# Teks Bacaan
Selasa, 26 November 2013

Menjadi Guru: Sebuah Memoar

“Sebaik-baik belajar adalah dengan mengajar.” - Ustadz Najwani, seorang guru.

Merasakan sebenarnya-benarnya kehadiran guru adalah ketika saya duduk di bangku SMP. Saat dimana kasih sayang layaknya seorang ibu sendiri saya terima dari guru-guru ketika itu. Kenapa tidak SD? Dugaan saya, pola pikir seorang Achmad Anwar Sanusi mungkin belum paham mengenai kehadiran dan arti seorang guru saat masih di sekolah dasar. Saat itu saya  belum sadar dan mengerti bahwa yang mengajarkan huruf, angka, membaca, menulis, membuat garis lurus, membuat lingkaran, bahkan memegang pensil dan pulpen yang benar dengan sabarnya, setelah orang tua, adalah guru SD. Setelah beranjak dewasa -dan memang sudah seharusnya, barulah saya tersadarkan akan hal itu. Saat duduk di bangku SMA, pengalaman yang hampir sama dengan masa SMP terulang. Perhatian yang datang dari layaknya seorang ayah, saya rasakan pada saat itu. Alasan pribadi yang begitu kuat dan juga karena lingkungan di SMA yang berasrama menambah kuat kehadiran perasaan tersebut dalam diri saya.

Pengalaman semenjak SD hingga SMA tersebut memberikan pengertian pribadi bahwa sesungguhnya guru bagi saya bukanlah orang tua kedua, melainkan mereka saya sejajarkan dengan orang tua pertama. Bedanya mungkin orang tua yang satu ini tak mengandung dan merawat semenjak kecil.

Di masa perkuliahan, keterikatan saya terhadap guru tak saya rasakan. Mungkin itu salah satu alasan mengapa studinya saya tertunda hingga saat ini. *nyengir* Adakah hubungan diantara keduanya? Ah, tak tahu lah. (Tapi jika merujuk pada nasihat Imam Syafi’i tentang 6 perkara untuk mendapatkan ilmu, sepertinya iya).

Lahir dan besar di keluarga petani dan pedagang, tak terfikirkan oleh saya untuk menjadi seorang guru. Ditambah lagi pada satu waktu, pernah ada seseorang yang memberikan sebuah nasihat, "kalau kamu mau kaya, jangan jadi guru, jadilah pengusaha.” Dan kalimat itu saya dapatkan dari 3 orang guru berbeda, dalam waktu yang berbeda, dan pada jenjang yang berbeda pula.

Saya sepenuhnya yakin dan sadar bahwa menjadi guru memang sulit mengantarkan saya pada keberlimpahan materi. Namun karena sering berada di tengah-tengah guru-guru yang hebat dan penuh dedikasi, membuat saya memiliki keyakinan bahwa menjadi kaya pahala ternyata lebih menggiurkan daripada kaya harta. Alhasil beberapa bulan setelah lulus SMA, November 2008 tepatnya, ketika dihadapakan pada beberapa pilihan, saya memilih menjalani sebuah tahapan hidup dengan mengambil peran sebagai seorang guru.

# Soal Latihan 1
Terjemahkan kalimat dari memoar tentang menjadi guru ini ke dalam bahasa Inggris: "Saya sepenuhnya yakin dan sadar bahwa menjadi guru memang sulit mengantarkan saya pada keberlimpahan materi."
# Soal Latihan 2
Jawablah pertanyaan berikut berdasarkan memoar tentang menjadi guru.
(a) Dari berapa orang guru penulis mendapatkan nasihat "kalau kamu mau kaya, jangan jadi guru, jadilah pengusaha"?
(b) Pada bulan dan tahun berapa penulis memilih mengambil peran sebagai seorang guru?
(c) Selain alasan pribadi, apa yang menambah kuat perasaan penulis semasa SMA?
# Soal Latihan 3
Lanjutkan memoar tentang menjadi guru mulai dari titik akhirnya.
Baris-baris data merupakan bahan tersendiri yang terpisah dari memoar tentang menjadi guru.

# Cuplikan Data
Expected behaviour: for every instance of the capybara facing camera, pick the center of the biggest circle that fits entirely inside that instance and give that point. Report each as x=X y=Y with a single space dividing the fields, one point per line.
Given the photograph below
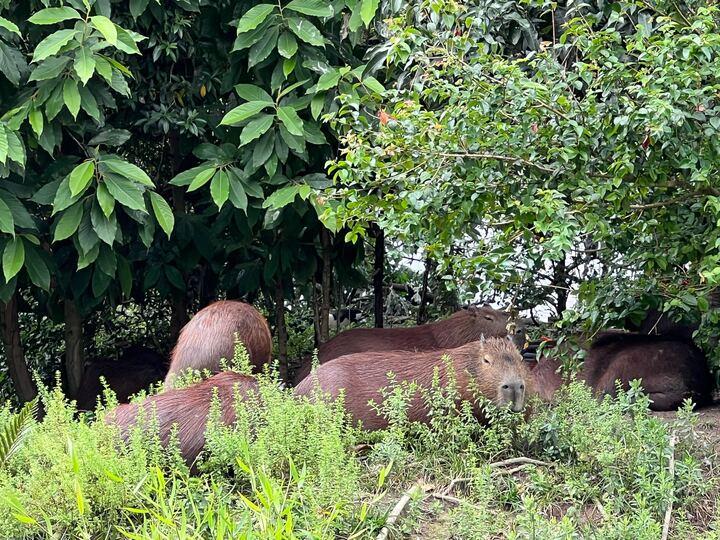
x=494 y=365
x=210 y=336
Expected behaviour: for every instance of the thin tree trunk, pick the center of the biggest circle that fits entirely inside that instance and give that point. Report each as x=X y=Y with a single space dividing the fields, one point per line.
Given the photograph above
x=422 y=311
x=74 y=352
x=14 y=354
x=379 y=276
x=280 y=328
x=326 y=284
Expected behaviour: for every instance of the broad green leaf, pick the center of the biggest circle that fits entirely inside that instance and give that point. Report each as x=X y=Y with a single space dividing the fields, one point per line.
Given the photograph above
x=255 y=128
x=128 y=170
x=287 y=46
x=106 y=201
x=125 y=192
x=71 y=96
x=163 y=213
x=250 y=92
x=54 y=15
x=220 y=188
x=69 y=222
x=84 y=64
x=52 y=44
x=306 y=31
x=106 y=28
x=254 y=17
x=290 y=119
x=318 y=8
x=243 y=112
x=9 y=25
x=13 y=258
x=201 y=179
x=80 y=177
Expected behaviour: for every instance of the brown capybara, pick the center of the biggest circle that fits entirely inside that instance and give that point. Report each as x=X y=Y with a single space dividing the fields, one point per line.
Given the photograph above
x=671 y=369
x=464 y=326
x=136 y=369
x=210 y=336
x=494 y=364
x=188 y=408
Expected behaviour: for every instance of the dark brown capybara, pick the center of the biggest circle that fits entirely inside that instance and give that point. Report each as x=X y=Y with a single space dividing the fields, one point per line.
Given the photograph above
x=188 y=408
x=494 y=364
x=210 y=336
x=671 y=369
x=137 y=368
x=464 y=326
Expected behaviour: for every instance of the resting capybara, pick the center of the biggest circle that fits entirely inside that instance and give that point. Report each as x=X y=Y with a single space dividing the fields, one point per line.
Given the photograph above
x=671 y=369
x=210 y=336
x=188 y=408
x=494 y=364
x=136 y=369
x=464 y=326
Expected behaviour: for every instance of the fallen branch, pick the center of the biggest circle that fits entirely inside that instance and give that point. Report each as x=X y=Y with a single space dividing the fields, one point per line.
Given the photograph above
x=671 y=470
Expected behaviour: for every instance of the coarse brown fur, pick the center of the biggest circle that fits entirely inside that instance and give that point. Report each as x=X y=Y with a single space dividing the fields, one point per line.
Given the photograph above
x=495 y=365
x=464 y=326
x=210 y=336
x=135 y=370
x=670 y=368
x=188 y=408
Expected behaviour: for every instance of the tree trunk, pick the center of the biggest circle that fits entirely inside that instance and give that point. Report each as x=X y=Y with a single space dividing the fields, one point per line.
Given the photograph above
x=326 y=284
x=74 y=352
x=14 y=354
x=379 y=276
x=280 y=328
x=422 y=312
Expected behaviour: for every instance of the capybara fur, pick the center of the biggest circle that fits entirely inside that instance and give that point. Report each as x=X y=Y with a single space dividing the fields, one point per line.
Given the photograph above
x=188 y=408
x=462 y=327
x=210 y=336
x=136 y=369
x=671 y=369
x=494 y=364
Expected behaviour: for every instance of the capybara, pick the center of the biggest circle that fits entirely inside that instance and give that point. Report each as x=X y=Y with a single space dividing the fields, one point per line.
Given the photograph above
x=188 y=408
x=137 y=368
x=464 y=326
x=494 y=364
x=671 y=369
x=210 y=336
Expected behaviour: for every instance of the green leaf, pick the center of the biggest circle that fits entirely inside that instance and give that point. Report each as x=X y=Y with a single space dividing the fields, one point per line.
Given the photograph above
x=80 y=177
x=287 y=46
x=291 y=120
x=125 y=192
x=71 y=96
x=243 y=112
x=106 y=28
x=9 y=25
x=7 y=222
x=84 y=64
x=306 y=31
x=49 y=69
x=54 y=15
x=250 y=92
x=163 y=213
x=253 y=17
x=13 y=257
x=201 y=179
x=220 y=188
x=256 y=128
x=127 y=170
x=106 y=201
x=318 y=8
x=69 y=222
x=37 y=269
x=52 y=44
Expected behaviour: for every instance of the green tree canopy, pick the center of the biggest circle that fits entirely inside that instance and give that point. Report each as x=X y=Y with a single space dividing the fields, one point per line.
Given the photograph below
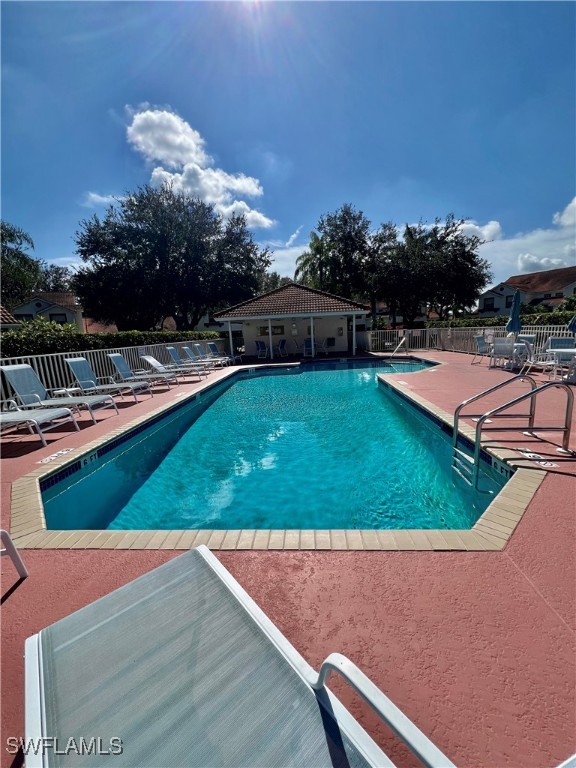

# Hasil Latihan 1
I am fully convinced and aware that becoming a teacher is indeed unlikely to bring me material abundance.

# Hasil Latihan 2
(a) Tiga orang guru yang berbeda.
(b) November 2008.
(c) Lingkungan SMA yang berasrama.

# Hasil Latihan 3
Mengajar beberapa mata pelajaran berbeda: Tarikh Islam, Imla, Kimia, Ekonomi, IPA, Matematika, Bahasa Inggris, juga Bahasa Indonesia, dalam kurun waktu beberapa tahun membuat saya belajar banyak hal. Mulai dari pengetahuan dari tiap disiplin ilmu yang berbeda, hingga metode belajar yang tidak itu-itu saja. Menjadi guru SMA, SMP, SD, di lembaga bimbingan belajar dan private pribadi merupakan salah satu potongan mozaik dalam hidup yang pernah saya jalani selama 5 tahun ke belakang.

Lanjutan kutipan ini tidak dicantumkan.